━━━ Provided data ━━━

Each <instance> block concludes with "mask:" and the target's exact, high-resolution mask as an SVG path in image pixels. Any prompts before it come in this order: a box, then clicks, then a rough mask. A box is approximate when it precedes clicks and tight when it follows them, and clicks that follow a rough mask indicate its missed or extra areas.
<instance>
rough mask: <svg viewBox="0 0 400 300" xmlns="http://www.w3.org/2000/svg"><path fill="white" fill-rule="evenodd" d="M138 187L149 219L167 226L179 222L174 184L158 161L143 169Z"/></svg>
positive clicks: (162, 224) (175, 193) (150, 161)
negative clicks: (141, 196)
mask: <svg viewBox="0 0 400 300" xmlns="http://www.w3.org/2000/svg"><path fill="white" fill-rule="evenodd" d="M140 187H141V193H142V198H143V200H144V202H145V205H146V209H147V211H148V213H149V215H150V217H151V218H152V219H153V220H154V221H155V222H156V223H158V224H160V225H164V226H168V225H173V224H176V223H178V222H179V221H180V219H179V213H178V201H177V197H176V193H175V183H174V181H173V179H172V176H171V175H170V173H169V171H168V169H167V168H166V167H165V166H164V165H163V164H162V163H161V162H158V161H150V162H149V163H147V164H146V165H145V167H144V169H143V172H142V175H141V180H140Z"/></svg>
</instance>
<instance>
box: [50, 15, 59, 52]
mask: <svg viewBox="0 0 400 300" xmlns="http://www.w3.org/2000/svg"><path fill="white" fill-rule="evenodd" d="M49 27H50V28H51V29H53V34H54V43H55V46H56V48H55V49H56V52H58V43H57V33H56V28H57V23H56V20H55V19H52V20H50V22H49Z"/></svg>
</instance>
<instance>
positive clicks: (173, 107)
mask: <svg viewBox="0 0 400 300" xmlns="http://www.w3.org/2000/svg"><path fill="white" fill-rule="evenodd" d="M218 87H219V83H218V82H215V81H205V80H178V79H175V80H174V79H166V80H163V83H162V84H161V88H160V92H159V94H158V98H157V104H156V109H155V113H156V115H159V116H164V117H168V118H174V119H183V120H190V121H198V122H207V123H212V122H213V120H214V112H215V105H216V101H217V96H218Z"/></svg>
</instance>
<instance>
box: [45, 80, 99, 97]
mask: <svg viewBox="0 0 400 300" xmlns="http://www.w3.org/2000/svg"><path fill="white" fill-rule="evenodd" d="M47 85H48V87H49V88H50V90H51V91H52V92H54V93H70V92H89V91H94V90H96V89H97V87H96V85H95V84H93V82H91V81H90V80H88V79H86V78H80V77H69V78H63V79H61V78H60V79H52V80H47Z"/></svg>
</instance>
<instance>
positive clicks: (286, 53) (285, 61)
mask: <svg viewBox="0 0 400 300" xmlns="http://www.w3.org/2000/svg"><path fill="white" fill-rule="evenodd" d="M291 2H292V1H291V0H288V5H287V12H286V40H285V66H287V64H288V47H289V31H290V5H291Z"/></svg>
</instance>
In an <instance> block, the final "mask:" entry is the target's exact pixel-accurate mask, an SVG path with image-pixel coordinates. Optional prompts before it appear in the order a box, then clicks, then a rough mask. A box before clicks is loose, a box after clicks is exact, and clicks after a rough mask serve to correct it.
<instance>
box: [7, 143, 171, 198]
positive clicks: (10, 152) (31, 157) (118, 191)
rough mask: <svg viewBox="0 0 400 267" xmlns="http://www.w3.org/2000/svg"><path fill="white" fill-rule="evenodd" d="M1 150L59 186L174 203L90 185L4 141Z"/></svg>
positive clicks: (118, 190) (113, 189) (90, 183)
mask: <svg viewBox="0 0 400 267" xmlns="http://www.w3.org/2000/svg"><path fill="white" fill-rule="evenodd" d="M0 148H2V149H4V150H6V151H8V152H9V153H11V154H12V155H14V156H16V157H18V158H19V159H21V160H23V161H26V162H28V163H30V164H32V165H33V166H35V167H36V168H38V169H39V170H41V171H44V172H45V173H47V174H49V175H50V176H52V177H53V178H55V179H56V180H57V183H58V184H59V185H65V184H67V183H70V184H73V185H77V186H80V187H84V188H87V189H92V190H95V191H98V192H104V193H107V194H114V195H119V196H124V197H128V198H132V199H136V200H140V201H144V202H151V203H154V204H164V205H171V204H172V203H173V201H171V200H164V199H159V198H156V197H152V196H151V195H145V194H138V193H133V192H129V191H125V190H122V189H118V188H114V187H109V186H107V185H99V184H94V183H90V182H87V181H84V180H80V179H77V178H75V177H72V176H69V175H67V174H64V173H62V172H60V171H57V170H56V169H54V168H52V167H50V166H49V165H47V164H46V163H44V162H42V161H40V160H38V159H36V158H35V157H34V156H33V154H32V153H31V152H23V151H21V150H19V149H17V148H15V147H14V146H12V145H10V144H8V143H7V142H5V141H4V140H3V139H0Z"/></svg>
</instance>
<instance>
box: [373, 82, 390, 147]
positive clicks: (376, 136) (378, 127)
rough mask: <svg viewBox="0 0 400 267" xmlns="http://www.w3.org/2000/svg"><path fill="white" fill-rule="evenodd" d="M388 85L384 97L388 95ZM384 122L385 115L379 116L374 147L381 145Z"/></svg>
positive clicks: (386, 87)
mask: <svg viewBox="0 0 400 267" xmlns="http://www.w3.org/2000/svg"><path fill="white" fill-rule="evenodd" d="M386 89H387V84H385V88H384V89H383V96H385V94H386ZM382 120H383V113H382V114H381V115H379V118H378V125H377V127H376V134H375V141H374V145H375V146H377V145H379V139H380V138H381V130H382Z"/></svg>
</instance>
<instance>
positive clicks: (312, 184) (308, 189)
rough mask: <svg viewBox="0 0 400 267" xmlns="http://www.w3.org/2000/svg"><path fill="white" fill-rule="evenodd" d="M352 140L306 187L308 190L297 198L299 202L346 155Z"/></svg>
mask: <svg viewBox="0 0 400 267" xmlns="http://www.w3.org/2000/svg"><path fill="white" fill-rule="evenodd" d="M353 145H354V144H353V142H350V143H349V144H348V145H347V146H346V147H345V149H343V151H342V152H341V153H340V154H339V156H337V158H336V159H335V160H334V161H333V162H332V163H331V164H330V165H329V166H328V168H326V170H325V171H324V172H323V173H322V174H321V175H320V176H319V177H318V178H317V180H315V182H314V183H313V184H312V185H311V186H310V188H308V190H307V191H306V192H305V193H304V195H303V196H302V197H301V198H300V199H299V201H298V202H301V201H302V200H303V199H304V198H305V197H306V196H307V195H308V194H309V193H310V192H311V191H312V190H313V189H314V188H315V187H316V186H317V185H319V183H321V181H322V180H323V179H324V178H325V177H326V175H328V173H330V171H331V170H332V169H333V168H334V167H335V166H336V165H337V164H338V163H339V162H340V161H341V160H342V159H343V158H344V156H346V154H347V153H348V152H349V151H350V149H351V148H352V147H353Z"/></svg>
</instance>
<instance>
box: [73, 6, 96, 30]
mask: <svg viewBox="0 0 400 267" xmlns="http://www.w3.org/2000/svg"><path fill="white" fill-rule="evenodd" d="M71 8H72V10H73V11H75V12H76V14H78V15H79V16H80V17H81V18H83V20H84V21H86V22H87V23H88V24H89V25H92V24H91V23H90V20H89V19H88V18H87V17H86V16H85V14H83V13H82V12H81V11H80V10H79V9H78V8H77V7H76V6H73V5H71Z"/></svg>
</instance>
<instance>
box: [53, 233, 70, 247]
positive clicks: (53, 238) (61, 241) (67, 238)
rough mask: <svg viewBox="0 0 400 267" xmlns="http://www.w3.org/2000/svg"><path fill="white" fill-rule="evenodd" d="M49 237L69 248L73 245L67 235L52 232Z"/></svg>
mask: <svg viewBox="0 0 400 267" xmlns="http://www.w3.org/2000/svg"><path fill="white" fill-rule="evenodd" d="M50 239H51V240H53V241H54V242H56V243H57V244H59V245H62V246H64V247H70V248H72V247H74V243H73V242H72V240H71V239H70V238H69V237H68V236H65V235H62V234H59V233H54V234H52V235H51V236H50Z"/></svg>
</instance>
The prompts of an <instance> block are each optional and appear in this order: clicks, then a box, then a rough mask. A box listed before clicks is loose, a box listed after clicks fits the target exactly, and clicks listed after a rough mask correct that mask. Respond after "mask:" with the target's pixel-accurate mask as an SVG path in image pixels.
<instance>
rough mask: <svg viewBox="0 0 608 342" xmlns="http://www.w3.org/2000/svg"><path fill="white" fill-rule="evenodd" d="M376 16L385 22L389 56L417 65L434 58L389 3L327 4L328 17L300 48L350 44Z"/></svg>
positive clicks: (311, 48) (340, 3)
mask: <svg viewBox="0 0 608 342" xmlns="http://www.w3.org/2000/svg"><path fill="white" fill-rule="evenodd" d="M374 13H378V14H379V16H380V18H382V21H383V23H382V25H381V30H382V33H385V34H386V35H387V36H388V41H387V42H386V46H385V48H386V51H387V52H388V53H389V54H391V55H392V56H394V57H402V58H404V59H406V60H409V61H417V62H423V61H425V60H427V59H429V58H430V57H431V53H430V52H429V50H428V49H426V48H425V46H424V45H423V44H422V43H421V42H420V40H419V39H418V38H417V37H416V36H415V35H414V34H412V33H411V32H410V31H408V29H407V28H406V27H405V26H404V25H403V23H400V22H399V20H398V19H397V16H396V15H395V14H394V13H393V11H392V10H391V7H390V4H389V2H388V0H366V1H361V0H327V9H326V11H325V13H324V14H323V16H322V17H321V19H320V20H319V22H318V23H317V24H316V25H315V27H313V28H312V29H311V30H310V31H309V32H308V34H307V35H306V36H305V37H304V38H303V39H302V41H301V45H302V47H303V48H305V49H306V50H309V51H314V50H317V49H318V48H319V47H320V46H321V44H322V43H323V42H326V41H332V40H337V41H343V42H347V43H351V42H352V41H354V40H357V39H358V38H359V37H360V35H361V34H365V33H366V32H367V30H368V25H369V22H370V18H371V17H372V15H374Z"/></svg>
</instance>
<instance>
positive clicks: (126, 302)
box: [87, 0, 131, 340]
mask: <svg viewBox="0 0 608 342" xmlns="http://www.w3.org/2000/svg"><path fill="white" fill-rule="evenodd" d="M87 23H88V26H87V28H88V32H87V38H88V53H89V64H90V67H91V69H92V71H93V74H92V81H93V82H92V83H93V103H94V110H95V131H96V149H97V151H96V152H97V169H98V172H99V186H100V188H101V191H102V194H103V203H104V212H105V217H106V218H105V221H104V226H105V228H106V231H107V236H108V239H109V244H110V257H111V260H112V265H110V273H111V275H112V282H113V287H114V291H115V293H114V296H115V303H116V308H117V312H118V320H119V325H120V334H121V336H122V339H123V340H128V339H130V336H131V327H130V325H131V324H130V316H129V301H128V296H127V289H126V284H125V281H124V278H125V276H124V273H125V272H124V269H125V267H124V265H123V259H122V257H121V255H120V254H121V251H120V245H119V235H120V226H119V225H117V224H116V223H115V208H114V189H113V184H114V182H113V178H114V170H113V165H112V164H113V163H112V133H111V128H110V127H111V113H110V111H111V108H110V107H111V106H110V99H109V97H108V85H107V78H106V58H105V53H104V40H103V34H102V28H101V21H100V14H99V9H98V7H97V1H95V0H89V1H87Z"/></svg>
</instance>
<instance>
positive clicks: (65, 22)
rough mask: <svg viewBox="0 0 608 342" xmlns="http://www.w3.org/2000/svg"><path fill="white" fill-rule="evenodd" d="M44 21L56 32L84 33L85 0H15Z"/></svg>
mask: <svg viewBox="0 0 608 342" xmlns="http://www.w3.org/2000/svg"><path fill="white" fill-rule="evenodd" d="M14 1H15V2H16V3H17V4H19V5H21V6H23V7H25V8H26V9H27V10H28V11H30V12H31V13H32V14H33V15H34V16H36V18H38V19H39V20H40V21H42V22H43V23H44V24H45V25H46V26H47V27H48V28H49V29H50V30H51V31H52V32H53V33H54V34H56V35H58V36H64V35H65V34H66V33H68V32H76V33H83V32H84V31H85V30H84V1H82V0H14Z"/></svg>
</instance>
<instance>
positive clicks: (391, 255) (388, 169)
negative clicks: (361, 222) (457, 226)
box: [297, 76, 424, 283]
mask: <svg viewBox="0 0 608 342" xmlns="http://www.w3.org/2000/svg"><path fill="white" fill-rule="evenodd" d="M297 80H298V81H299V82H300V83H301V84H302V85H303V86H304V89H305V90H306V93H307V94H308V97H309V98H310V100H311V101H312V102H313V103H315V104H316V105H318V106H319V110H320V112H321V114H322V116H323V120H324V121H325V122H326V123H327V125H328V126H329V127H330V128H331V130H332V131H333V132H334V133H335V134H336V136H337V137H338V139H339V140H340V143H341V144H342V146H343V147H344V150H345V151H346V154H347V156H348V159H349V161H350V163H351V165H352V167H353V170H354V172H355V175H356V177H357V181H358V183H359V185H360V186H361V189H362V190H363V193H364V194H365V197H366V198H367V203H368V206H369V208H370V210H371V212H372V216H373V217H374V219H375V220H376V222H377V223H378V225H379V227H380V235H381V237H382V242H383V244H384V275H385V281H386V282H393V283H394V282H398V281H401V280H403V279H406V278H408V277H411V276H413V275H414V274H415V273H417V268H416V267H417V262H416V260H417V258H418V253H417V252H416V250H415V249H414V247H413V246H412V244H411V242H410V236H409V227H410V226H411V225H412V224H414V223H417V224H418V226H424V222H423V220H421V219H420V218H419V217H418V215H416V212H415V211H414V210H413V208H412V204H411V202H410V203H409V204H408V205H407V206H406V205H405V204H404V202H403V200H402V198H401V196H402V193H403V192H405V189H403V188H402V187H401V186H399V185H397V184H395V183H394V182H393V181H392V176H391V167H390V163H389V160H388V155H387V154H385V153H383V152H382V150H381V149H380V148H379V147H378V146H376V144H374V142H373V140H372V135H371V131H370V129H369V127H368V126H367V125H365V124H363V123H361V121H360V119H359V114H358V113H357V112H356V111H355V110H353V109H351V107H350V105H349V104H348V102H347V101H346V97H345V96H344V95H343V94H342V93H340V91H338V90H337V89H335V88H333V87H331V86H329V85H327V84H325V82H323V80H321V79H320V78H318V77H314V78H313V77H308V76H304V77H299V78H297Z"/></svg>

━━━

▶ _Your objective_
Copy out word for word the part of the entries that opens with their first line and closes with the line containing "positive clicks: (162, 224)", including both of those lines.

▶ _Answer box_
Each <instance> block concludes with "mask:" and the target's exact, high-resolution mask as an SVG path in image pixels. Any prompts before it come in this order: a box, then clicks, then a rough mask. A box is approximate when it precedes clicks and tight when it follows them, and clicks that follow a rough mask indicate its missed or extra areas.
<instance>
rough mask: <svg viewBox="0 0 400 300" xmlns="http://www.w3.org/2000/svg"><path fill="white" fill-rule="evenodd" d="M138 187L149 219L167 226L179 222L174 184L158 161L143 169Z"/></svg>
positive clicks: (162, 224) (175, 193) (150, 161)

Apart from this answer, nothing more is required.